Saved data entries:
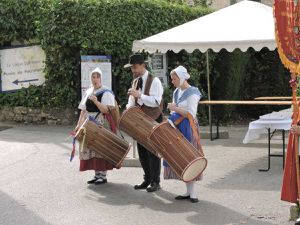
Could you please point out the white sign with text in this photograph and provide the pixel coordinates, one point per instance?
(21, 67)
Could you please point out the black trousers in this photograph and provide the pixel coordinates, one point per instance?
(150, 163)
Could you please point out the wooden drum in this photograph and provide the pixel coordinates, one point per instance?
(138, 125)
(184, 159)
(110, 146)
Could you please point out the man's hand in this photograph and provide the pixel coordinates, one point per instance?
(134, 93)
(172, 106)
(93, 98)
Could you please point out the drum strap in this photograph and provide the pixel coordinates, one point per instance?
(83, 140)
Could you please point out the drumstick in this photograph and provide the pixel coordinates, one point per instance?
(162, 113)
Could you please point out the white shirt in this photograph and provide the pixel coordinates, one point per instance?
(155, 93)
(190, 104)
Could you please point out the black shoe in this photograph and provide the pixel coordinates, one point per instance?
(100, 181)
(181, 197)
(153, 187)
(194, 200)
(93, 180)
(143, 185)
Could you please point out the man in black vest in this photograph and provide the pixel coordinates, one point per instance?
(146, 92)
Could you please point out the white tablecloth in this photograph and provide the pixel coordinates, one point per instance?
(275, 120)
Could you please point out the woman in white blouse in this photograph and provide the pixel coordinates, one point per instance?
(185, 103)
(94, 104)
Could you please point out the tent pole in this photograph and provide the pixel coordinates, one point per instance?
(208, 93)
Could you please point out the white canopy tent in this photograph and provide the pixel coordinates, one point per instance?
(242, 25)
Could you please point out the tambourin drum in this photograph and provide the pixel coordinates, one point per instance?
(184, 159)
(138, 125)
(111, 147)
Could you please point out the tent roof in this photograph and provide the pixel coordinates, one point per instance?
(242, 25)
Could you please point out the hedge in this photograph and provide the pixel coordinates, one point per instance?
(67, 29)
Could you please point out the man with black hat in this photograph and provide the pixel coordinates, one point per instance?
(146, 92)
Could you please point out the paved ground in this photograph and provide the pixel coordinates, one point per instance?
(38, 185)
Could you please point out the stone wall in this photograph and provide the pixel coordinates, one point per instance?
(53, 116)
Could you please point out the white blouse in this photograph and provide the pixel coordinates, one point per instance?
(190, 104)
(155, 93)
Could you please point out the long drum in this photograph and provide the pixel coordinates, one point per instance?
(138, 125)
(107, 144)
(184, 159)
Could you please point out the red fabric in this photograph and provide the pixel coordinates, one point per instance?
(113, 126)
(99, 164)
(289, 189)
(96, 164)
(287, 15)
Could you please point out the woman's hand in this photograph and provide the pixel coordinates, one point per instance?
(134, 93)
(172, 106)
(94, 98)
(295, 129)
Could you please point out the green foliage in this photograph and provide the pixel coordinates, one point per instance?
(245, 76)
(18, 20)
(70, 28)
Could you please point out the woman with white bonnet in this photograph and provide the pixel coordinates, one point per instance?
(95, 104)
(184, 109)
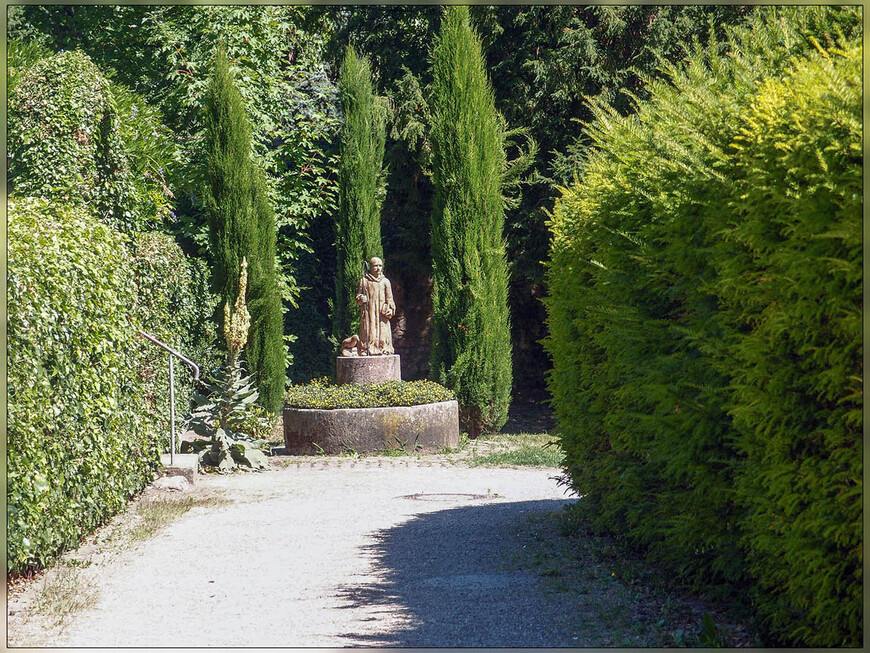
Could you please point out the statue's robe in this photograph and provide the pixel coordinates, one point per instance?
(374, 331)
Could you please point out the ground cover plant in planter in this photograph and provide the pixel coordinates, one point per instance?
(323, 395)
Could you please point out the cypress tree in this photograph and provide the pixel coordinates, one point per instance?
(471, 350)
(242, 224)
(361, 187)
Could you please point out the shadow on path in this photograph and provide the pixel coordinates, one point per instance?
(445, 579)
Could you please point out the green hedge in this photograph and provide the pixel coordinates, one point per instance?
(705, 323)
(790, 283)
(320, 394)
(174, 303)
(88, 409)
(79, 443)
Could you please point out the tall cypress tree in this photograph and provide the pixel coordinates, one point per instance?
(242, 224)
(361, 187)
(471, 350)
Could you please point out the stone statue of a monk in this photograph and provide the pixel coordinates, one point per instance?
(375, 298)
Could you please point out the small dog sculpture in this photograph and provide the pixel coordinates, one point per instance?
(351, 346)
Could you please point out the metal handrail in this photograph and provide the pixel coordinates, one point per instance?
(183, 359)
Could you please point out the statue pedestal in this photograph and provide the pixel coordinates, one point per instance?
(367, 369)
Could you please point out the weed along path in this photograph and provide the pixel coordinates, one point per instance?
(334, 552)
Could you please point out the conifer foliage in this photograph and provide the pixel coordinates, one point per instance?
(705, 323)
(361, 187)
(471, 351)
(242, 225)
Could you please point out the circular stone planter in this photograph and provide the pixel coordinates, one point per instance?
(425, 428)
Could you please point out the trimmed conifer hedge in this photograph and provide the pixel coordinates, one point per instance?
(705, 323)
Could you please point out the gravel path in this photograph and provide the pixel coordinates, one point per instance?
(332, 553)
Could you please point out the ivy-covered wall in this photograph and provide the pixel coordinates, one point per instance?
(88, 399)
(80, 441)
(75, 137)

CHALLENGE: Transcribe all of the entries word for word, but skip any pictures they contain.

FULL RESPONSE:
Could you please point out the white sign with text in this photograph and provide the pixel coordinates, one point per instance?
(21, 67)
Could you please point out the black trousers in this photograph and provide the pixel coordinates, one point per instance?
(150, 163)
Could you please point out the wooden drum in this photograph and provide the pixel coordinates, one point per instance?
(138, 125)
(184, 159)
(110, 146)
Could you please point out the man's hand in this photograph and provide the pixel coordinates, one point per instance?
(134, 93)
(172, 106)
(93, 98)
Could you please point out the drum strap in this photograph and provide the pixel coordinates, one point per instance?
(83, 140)
Could you please point out the drumstick in this photograph and provide the pixel coordinates, one point per instance?
(162, 113)
Could you please point out the white shirt in this photograph and provide the pixel coordinates, one point per instance?
(155, 93)
(190, 104)
Could you please point out the black shoe in this photograph and provide the pixel coordinates, one point per instance?
(100, 181)
(181, 197)
(153, 187)
(194, 200)
(93, 180)
(143, 185)
Could you please point out the man in black vest in this photograph and provide the pixel coordinates, one point per instance?
(146, 92)
Could you please point out the white tablecloth in this photograph and provide the pixel coordinates, one point per instance?
(275, 120)
Could you please point out the woman in white blouse in this photograph and provide the pixel coordinates, one point per instance?
(185, 103)
(94, 104)
Could you please point out the tent pole in this photograph and provide the pixel coordinates, one point per instance?
(208, 93)
Could you please point out the white canopy tent in this photograph and provide the pixel coordinates, one point per instance?
(242, 25)
Could you please point out the tambourin drum in this photograph and provide the pixel coordinates, one point per instance?
(184, 159)
(138, 125)
(111, 147)
Could you please point out the tent roof in this photograph and provide the pixel coordinates, one point per instance?
(242, 25)
Could you please point out the hedge in this photograph and provide the pixel coordinates, one point per instance?
(67, 29)
Could you please point out the man with black hat in this photograph and provide the pixel coordinates, one point per instance?
(146, 92)
Could you please point out the paved ground in this photograph and provide the pixel coordinates, one point per instance?
(38, 185)
Could you please point out the stone wall in this photograph and provide the pixel coordinates, one point per instance?
(53, 116)
Could you please point out the white blouse in this photograph and provide the pixel coordinates, one point per instance?
(190, 104)
(155, 93)
Could you please point out the long drum in this photograph and provide the pixel coordinates, one point per instance?
(138, 125)
(107, 144)
(184, 159)
Could you please point out the red fabric in this photograph and provide the pixel coordinates, one point per instance?
(113, 126)
(99, 164)
(289, 189)
(96, 164)
(287, 15)
Could you please point out the woman's hand in this photograph and provide the pixel coordinates, one point per instance?
(134, 93)
(172, 106)
(94, 98)
(295, 129)
Could you please point out the green foliage in this photograph and provide the pixel coordinates, one point per instance?
(245, 76)
(18, 20)
(70, 28)
Could you please point out the woman with white bonnet in this photograph and provide the pixel coordinates, one point per instance?
(95, 104)
(184, 109)
Could you please point out the statue's robe in this photograph and provide the pixel coordinates, one point per instance?
(374, 331)
Could you please point out the ground cover plant in planter in this photograph and provide the pixel coordinates, one point per instance?
(323, 395)
Could you please point out the cypress tree in this photograph and provide the pixel coordinates, one point per instance?
(471, 350)
(242, 224)
(361, 187)
Could you please point out the shadow on path in this photograph and provide the pixel coordinates, one point per instance?
(445, 579)
Could you please point out the green hedge in this photograph and provide the pixel coordinates, one point per instance?
(705, 323)
(790, 283)
(320, 394)
(174, 303)
(88, 409)
(79, 443)
Could you please point out the tall cypress tree in this photograph and provide the pixel coordinates, one point per instance?
(242, 224)
(361, 187)
(471, 350)
Could you please point out the stone statue of a monk in this photograph and provide the pixel coordinates, one point per instance?
(375, 298)
Could you please point out the small dog sculpture in this photograph and provide the pixel coordinates, one point per instance?
(351, 346)
Could you please point out the metal handrail in this photograph and provide the pixel coordinates, one point per instance?
(183, 359)
Could you please point out the statue pedestal in this photograph and provide the pixel coordinates, one point per instance?
(367, 369)
Could you please point out the weed along path in this photograph and provide the pixel coordinates, one point per instance?
(334, 552)
Could you please point out the conifer foliage in this photograph and provide the pixel coordinates, one point per instance?
(705, 323)
(361, 187)
(471, 351)
(242, 225)
Could you please point out the circular stone planter in this photograph and provide the pixel coordinates, one point per instance?
(425, 428)
Could you please point out the trimmed conifer hedge in this photograph and provide the pixel coordinates, one point per instance?
(705, 323)
Could you please point out the gravel path in this photograph and provide the pixel coordinates, one point per instance?
(332, 553)
Could you please point out the ivy-covered wall in this photograph and provide the pixel coordinates, one point per instance?
(88, 399)
(80, 441)
(75, 137)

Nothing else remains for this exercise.